In “Event Complete” (P103), one notes that in this case the “Hearing-Other”, which Defendant participated in without even being aware of it, was in fact the “on the record” proceeding in this case. The “Status Conference” was in fact an “off the record” proceeding here.

At the end of the “Event” note, and also at the end of “Event Complete” one

finds a manually entered comment as part of the language of the minute order:

“jt 9-07-07”

Obviously, Jury Trial (albeit, the record indicates parties agreed to non-jury

trial) date was still manually carried, not entered in Sustain, and here Judge

Connor forgot that just two days earlier she continued it to Jan 11, 2008.

h. On Sept 14, 2007, the Supervising Judge, the Hon Rosenberg, secretly filed documents in the file, with no notice to litigants.

On page 113 in Case History one finds the following entry:

  • 09/14/07 Document Filed

    Memo

    Miscellaneous- Other

    Dism-Plaintiff In Pro Per

    (2) Documents received by facsimile

    service and filed per the direction of the

    Supervising Judge of the West District

    the Honorable Gerald Rosenberg.

### PROVIDED INFORMATION:
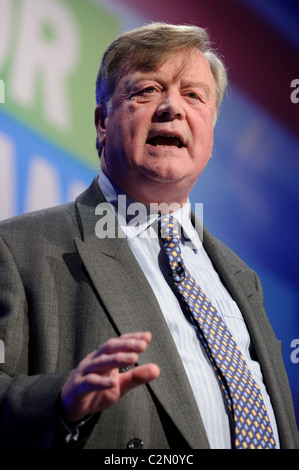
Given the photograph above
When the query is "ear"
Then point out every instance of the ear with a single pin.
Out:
(99, 120)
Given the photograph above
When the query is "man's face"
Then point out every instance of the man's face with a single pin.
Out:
(159, 136)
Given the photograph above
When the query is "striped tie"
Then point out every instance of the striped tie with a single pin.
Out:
(245, 402)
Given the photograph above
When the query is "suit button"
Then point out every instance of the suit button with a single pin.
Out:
(135, 443)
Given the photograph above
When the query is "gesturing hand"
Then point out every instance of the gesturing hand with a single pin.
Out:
(96, 383)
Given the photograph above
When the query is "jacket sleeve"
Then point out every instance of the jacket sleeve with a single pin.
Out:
(27, 402)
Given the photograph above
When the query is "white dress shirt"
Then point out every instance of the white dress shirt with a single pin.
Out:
(153, 261)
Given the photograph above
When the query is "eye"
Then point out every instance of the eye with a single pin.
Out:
(194, 96)
(148, 90)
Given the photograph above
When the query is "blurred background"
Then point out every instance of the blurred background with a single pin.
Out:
(49, 56)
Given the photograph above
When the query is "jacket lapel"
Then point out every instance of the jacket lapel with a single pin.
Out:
(132, 306)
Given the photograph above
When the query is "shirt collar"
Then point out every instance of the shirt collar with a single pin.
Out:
(134, 217)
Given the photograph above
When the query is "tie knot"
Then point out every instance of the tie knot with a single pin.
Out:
(169, 228)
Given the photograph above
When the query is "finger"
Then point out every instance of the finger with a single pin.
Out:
(107, 362)
(140, 375)
(131, 342)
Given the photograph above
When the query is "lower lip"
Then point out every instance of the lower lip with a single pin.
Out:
(164, 147)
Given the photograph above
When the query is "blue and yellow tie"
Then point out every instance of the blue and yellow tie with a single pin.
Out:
(245, 402)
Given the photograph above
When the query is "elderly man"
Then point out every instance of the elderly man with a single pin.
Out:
(105, 349)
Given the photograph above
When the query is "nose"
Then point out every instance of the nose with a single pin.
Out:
(170, 107)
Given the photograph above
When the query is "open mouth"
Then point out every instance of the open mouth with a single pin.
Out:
(165, 141)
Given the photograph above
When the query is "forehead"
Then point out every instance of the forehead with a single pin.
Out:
(178, 66)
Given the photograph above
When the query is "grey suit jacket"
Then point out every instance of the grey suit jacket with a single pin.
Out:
(64, 291)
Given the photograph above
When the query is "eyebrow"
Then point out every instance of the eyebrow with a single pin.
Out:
(130, 85)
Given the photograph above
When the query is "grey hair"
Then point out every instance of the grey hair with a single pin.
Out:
(149, 46)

### WHAT IS ASKED:
1. According to the court case history excerpt, who was the Supervising Judge of the West District?
2. Extend the court case history excerpt, starting after its final sentence.
The records are not needed here.

### ANSWER SET:
1. The Honorable Gerald Rosenberg.

2.
    Filed By ZERNIK, JOSEPH Defendant

The record copied above, in full, is probably the reduced essence of the use of

Sustain as an instrument of fraud on Defendant Zernik in the West District, LA

Superior Court:

  • 1. The notice is cryptic and deliberately misleading.
  • 2. No notice was given to litigant of this unusual filing.

    3. Nobody expected that Zernik would ever lay his hands on Case

    History by Sustain. In fact, among the numerous attorneys Zernik

    questioned on this point, none ever obtained Sustain records during

    litigation, except that some, but a minority, get Minute Orders at times.
  • 4. The honorable Gerald Rosenberg is:

    Not – Zernik, Joseph – Defendant, and also

    Not – Dism-Plaintiff in Pro Per

This unusual filing is nothing less than direct intervention by the Supervising

Judge, who preached to Defendant Zernik his lack of authority to even vacate

the groundless minute order filed after disqualification by a judge lacking in

authority at all. Obviously the Supervising Judge is authority to hear motions

to vacate judicial acts, under the stipulations prescribed by law.

To this day Defendant Zernik does not know what documents were filed by

Judge Rosenberg, but an educated guess suggests that they were papers

including the proposed order for appointment of O’Brien as Escrow Referee,

produced by Plaintiff’s Counsel and O’Brien, together, as a remedy for the

deliberately defective orders produced by Judge Connor. Of course there was

nothing to prevent Plaintiff from filing the proposed order with a motion per

Due Process.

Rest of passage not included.